* **SOLICITUD ESCRITA 1**: Traduce al inglés esta oración del texto sobre la entrada de Jesús en Jerusalén: «Todo fue un movimiento espontáneo que se encargó de conjuntar el mismo Espíritu de Dios».
* **SOLICITUD ESCRITA 2**: Por favor, prosigue el texto sobre la entrada de Jesús en Jerusalén a partir de su última oración.
═══ TEXTO CITADO ═══
ACTIVIDAD PEDAGOGICA.
Escribe las ideas principales de las meditaciones (De las palmas a las lagrimas - Allí estabamos todos), las cuales resumiran el acontecimiento salvífico que Dios ha obrado en nosotros a través de su hijo Jesucristo.
Escribe una composición en donde puedas mostrar la esencia del cristianismo, puedes apoyarte en las ideas anteriores y lo extraido en el estudio de ésta página.
Escribe tu opinión acerca del estudio que haz realizado sobre el cristianismo, dicha opinión la debes escribir en los comentarios de éste blog.
DE LAS PALMAS A LAS LAGRIMAS.
Con la entrada triunfal de Jesús en Jerusalén, «la ciudad que mata a los profetas», abrimos la Semana Santa, «no porque sus días sean más grandes que los demás, los hay más largos; ni porque haya más días, son iguales; sino porque en ellos han sido llevadas a cabo por el Señor cosas admirables» (San Juan CRISOSTOMO).
Y no nos cansamos de contemplar estas cosas admirables que los evangelios nos recuerdan. Admirables los sufrimientos de Cristo, admirable el amor de Cristo, admirable la victoria de Cristo, admirables todas las palabras y los gestos de Cristo.
La entrada en Jerusalén quiere ser como la entronización del Mesías. «Yahveh me ha dicho: hijo mío eres tú» (Sal. 2, 7). Se lo ha repetido en varias ocasiones solemnes: «Tú eres mi hijo». Hoy es el momento de la participación popular, un acto enteramente democrático, llamado el pueblo a las urnas de la libertad y del Espíritu para aclamar a su Rey.
No ha habido campañas especiales. No pudo haber manipulación del voto. Todo fue un movimiento espontáneo que se encargó de conjuntar el mismo Espíritu de Dios. Aquí sí podemos decir con verdad que «la voz del pueblo era la voz de Dios». Respondieron, naturalmente, los sencillos y los pequeños, lo que siempre ha sido el corazón del pueblo.
No faltaron voces discordantes, personas ciegas o interesadas o endurecidas, más duras que las mismas piedras, que estuvieron a punto de unirse al coro de los niños y los pobres.
El día estaba ya escogido y aun descrito por los profetas. «Este es el día que hizo el Señor» (Sal. 117, 24). Era el día de la alegría y de la alabanza, el día del triunfo y la acción de gracias. «Escuchad: hay cantos de victoria en la tienda de los justos... Sea nuestra alegría y nuestro gozo. Bendito el que viene en nombre del Señor». En otras ocasiones quisieron hacer rey a Jesús, y él lo rehusó. Pero hoy es el día que hizo el Señor.
═══ INFORMACIÓN PROPORCIONADA ═══
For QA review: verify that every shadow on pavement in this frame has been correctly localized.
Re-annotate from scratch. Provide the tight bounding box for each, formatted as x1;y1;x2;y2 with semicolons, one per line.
═══
* **RESPUESTA 1**: Everything was a spontaneous movement that the very Spirit of God took it upon itself to bring together.

* **RESPUESTA 2**:
Pues este día todos, casi todos, sienten una vibración de gracia. Los discípulos, llenos de fe y entusiasmo, no podían callar. Se contagió una gran muchedumbre de gente sencilla, y se forma una procesión espontánea aclamando al Señor, que entra como rey en su ciudad.
Una procesión curiosa, por la gente y por el estilo. Hay más niños que soldados, hay más pueblerinos que príncipes. Las espadas se han cambiado por los ramos de olivo, las marchas triunfales por cantos populares, las carrozas por alfombras naturales y los caballos por un burro.
Es el estilo de Dios. "Este es el día que hizo el Señor. Ordenad una procesión con ramos". Aquella comitiva no se daba cuenta que estaba cumpliendo una profecía. Zacarías también lo había descrito. «¡Exulta sin mesura, hija de Sión, lanza gritos de gozo, hija de Jerusalén! Mira a tu rey que viene a ti, justo y victorioso, humilde y cabalgando en un asno, en un pollino de borrica» (Zac. 9, 9).
-Admirable la humildad de Jesús:
Incontables son las pruebas de su humildad, desde el día de su nacimiento. Hoy quiere también enseñarla, precisamente en el día de su triunfo. Todo el estilo de esta entronización real tiene el encanto de lo sencillo. El reino de Dios es muy distinto a los reinos de la tierra. Jesús lo había llegado a comparar... «¿A qué se parece el reino? ¿A una gran revolución? ¿A una gran victoria militar? ¿A una apoteosis orquestada por los ángeles? No, amigos. El reino de Dios se parece a un grano de mostaza, así de pequeñito, pero así de fuerte. Se parece a un tesoro magnífico, el más valioso de todos, pero oculto. El valor va por dentro...». Se parece a un ejército de pobres y niños con ramos de olivo en sus manos. Se parece a un rey montado sobre un asno. El es el rey de reyes, el más hermoso y más poderoso de los hijos de los hombres. Pero hoy se presenta como el rey de los humildes montado en un pollino. Más tarde se presentará como el rey de los dolientes, sentado en el trono de la cruz y coronado de espinas.
-Admirable la paz de Jesús:
Camina Jesús, humilde y desarmado, sobre un burrito. La paz es su bandera y su estandarte. A su paso bendice con ternura. El mismo es todo bendición, todo un poema pacificador. Su entrada triunfal en un asno, entre ramos de olivo, aclamado por niños y pobres, es signo y profecía. Signo de la paz de Dios que se concentra en Cristo, y hoy se ofrece una vez más a Jerusalén y a todos los pueblos. Profecía contra todo tipo de violencias y de armas. «El suprimirá los carros de Efraín y los caballos de Jerusalén, será suprimido el arco del combate y él proclamará la paz a las naciones» (Zac. 9, 10). Es un rechazo expreso de las armas y de la belicosidad. El Señor no quiere ni carros ni caballos, ni tanques ni fusiles, ni arcos ni bombarderos, ni flechas ni misiles.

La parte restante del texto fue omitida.